_Goal_
Please arrange the data from the line with "Could you indicate the black" through the last line of the data as a Markdown table with the columns Index and Line, numbering each line and omitting blank lines.

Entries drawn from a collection
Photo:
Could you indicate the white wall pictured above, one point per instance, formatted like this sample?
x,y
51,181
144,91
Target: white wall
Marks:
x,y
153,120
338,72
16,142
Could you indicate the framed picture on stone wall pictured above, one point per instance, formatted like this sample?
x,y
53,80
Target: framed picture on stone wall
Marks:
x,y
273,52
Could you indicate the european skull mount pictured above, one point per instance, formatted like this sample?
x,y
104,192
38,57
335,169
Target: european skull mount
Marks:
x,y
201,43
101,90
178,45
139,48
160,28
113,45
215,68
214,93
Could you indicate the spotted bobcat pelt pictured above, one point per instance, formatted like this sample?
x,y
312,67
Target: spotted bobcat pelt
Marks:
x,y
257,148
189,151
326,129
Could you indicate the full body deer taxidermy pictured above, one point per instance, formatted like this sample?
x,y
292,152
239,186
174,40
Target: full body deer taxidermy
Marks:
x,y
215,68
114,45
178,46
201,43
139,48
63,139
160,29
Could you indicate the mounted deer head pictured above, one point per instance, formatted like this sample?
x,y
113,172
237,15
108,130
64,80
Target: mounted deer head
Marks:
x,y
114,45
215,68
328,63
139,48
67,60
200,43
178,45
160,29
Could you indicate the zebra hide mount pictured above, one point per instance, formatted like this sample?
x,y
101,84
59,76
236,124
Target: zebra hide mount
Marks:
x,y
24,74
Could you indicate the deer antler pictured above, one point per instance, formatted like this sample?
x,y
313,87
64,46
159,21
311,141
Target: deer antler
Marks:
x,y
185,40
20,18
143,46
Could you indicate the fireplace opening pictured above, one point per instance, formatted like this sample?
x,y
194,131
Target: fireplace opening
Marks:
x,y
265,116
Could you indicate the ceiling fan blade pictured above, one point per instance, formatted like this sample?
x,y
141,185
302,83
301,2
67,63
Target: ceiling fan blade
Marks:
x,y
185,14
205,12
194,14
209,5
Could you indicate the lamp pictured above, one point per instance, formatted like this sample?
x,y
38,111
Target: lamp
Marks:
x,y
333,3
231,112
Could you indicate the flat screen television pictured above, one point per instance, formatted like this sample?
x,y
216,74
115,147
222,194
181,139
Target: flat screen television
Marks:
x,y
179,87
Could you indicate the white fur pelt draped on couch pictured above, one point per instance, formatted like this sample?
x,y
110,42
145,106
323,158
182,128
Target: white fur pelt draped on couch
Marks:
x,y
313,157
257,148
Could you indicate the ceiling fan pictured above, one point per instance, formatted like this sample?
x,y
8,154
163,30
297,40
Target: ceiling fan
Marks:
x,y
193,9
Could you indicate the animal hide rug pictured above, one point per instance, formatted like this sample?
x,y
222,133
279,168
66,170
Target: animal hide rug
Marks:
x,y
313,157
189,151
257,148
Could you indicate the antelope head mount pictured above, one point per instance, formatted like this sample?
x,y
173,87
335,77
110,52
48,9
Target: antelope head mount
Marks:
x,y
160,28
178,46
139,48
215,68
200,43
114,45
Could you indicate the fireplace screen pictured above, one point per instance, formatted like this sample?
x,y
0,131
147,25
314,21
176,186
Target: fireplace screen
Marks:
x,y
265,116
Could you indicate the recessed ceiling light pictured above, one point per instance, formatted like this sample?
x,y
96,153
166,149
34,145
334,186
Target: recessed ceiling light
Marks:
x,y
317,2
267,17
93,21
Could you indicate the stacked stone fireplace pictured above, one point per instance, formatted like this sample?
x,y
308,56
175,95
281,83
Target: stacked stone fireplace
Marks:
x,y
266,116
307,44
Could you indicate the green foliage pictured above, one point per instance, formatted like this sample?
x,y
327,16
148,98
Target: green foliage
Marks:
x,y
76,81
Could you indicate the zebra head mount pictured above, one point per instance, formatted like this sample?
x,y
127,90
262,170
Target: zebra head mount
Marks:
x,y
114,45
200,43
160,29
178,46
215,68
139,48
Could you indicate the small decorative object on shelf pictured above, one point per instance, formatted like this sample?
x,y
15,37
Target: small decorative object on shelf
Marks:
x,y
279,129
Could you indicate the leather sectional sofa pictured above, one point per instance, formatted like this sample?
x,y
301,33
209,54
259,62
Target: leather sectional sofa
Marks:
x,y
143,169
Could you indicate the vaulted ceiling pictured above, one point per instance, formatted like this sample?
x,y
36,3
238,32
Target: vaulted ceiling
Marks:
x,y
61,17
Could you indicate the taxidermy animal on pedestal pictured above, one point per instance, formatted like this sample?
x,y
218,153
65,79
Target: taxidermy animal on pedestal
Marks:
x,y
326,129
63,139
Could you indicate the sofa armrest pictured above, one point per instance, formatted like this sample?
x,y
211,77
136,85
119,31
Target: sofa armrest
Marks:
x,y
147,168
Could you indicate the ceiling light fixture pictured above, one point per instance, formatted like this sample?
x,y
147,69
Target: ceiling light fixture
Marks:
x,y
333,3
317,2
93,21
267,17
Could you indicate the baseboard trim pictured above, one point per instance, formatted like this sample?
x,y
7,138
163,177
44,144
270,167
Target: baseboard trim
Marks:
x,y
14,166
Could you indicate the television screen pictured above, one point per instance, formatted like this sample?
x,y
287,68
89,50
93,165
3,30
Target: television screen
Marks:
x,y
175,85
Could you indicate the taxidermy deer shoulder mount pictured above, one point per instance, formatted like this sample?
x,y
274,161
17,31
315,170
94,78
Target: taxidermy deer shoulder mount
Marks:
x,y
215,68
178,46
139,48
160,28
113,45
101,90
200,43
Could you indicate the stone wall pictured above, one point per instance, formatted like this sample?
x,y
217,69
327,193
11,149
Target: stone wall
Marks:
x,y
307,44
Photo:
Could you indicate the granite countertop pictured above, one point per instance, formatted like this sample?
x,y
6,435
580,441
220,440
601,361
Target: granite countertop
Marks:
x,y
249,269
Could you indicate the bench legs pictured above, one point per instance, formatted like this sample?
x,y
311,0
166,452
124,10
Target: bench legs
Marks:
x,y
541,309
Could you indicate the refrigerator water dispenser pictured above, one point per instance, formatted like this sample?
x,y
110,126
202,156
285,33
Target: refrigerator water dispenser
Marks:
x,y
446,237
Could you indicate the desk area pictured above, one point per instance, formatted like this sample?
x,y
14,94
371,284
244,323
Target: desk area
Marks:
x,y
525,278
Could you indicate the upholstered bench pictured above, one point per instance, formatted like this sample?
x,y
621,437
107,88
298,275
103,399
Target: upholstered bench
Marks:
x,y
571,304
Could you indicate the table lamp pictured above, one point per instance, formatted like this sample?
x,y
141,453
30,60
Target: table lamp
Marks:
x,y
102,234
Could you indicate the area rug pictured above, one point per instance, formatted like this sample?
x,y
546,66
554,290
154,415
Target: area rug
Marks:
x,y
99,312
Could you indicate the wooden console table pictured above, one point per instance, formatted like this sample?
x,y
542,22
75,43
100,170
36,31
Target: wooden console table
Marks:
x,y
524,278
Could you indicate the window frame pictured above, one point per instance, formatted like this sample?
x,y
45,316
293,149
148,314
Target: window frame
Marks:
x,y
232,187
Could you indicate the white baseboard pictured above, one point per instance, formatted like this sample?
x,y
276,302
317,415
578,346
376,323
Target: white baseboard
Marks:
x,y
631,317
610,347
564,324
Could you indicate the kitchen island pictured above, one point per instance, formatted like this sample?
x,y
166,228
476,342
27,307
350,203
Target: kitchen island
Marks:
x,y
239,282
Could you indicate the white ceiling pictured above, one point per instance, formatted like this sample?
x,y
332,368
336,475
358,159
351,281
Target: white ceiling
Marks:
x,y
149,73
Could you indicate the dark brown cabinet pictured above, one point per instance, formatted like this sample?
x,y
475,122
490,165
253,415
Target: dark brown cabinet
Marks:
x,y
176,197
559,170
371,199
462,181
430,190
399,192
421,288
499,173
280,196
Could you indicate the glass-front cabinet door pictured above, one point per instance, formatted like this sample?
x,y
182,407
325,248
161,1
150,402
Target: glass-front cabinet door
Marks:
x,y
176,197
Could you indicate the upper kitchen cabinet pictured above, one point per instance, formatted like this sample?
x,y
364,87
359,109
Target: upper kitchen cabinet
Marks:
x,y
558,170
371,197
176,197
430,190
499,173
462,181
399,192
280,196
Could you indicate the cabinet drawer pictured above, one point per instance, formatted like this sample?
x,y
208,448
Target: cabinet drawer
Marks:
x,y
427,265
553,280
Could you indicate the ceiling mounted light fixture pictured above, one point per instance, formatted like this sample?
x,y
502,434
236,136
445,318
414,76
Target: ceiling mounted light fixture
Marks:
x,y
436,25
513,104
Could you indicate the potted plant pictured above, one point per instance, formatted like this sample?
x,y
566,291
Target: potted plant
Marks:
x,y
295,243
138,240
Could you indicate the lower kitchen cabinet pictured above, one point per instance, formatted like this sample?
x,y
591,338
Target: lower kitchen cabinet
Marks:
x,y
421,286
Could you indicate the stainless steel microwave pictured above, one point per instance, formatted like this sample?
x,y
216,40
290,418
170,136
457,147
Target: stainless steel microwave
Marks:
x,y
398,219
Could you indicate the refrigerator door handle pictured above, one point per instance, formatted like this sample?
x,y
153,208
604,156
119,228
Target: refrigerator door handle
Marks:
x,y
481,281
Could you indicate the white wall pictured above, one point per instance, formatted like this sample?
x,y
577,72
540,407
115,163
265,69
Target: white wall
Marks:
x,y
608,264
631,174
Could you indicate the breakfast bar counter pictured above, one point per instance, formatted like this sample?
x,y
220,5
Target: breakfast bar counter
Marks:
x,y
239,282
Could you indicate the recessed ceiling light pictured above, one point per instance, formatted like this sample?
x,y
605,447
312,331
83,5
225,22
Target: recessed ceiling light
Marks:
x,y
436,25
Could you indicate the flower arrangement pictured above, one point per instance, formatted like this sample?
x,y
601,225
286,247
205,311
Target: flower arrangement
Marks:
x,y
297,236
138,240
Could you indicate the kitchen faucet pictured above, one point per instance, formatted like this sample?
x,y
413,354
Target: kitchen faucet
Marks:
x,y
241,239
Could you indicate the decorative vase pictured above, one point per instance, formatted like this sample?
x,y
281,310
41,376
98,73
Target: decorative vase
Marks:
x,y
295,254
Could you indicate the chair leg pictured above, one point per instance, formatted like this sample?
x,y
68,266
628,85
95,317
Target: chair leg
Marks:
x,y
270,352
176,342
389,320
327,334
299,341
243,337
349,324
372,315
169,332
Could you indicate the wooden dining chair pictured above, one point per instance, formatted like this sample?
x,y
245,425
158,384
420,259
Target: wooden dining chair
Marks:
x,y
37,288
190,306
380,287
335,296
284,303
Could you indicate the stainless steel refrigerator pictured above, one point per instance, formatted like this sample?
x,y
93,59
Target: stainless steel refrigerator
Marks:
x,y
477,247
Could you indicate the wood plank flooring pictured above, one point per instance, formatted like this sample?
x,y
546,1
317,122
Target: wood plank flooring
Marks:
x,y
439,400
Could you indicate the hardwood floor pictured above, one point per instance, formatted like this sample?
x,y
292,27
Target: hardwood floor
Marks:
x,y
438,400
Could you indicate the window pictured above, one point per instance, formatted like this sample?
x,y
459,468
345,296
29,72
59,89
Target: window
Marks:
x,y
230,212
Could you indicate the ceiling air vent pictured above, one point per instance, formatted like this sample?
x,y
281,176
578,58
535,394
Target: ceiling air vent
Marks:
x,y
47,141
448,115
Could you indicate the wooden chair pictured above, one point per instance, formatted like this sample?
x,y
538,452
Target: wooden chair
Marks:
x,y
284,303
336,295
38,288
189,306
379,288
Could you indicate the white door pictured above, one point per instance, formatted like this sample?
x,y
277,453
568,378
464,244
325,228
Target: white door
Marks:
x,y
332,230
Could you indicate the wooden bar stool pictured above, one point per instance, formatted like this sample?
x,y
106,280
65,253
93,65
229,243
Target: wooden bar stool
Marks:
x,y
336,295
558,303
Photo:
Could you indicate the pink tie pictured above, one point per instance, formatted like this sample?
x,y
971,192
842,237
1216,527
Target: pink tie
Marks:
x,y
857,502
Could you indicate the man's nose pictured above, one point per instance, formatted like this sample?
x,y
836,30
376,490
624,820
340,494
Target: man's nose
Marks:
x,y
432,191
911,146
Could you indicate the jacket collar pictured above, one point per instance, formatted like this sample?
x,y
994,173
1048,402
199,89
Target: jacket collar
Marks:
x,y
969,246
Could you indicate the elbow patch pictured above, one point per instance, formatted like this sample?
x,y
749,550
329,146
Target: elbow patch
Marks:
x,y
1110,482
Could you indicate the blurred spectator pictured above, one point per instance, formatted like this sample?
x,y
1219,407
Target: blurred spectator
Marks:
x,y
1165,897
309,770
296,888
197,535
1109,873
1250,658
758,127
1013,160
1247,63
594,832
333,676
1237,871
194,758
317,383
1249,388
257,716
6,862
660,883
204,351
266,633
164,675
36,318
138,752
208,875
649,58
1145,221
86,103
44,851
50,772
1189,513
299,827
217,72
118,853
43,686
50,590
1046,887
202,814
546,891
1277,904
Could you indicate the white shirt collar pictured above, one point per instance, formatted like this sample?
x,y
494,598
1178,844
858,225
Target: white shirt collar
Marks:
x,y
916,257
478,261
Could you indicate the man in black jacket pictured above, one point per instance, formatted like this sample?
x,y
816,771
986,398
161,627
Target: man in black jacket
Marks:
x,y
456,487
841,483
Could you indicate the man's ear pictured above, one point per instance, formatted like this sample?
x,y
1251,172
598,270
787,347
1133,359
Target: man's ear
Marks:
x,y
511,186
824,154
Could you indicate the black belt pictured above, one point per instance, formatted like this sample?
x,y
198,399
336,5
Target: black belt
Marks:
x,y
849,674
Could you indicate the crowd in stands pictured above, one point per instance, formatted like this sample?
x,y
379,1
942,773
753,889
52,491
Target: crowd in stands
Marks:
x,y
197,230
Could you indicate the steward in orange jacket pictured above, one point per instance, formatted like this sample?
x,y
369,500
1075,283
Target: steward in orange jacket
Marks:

_Written response_
| Index | Line |
|---|---|
| 1 | Could you indicate the black belt pictured above, one point per instance, formatted like this sample? |
| 2 | x,y |
| 3 | 198,399 |
| 4 | 336,5 |
| 5 | Target: black belt |
| 6 | Marks: |
| 7 | x,y |
| 8 | 849,674 |
| 9 | Could you indicate the crowd in stands pictured above, one point per instance, formatted like this sample? |
| 10 | x,y |
| 11 | 379,1 |
| 12 | 942,773 |
| 13 | 753,889 |
| 14 | 52,491 |
| 15 | Target: crowd in stands |
| 16 | Marks: |
| 17 | x,y |
| 18 | 197,230 |
| 19 | Could you indicate the steward in orange jacket pictured above, one point per instance, formatted like this sample? |
| 20 | x,y |
| 21 | 369,500 |
| 22 | 1075,283 |
| 23 | Target: steward in orange jacket |
| 24 | Marks: |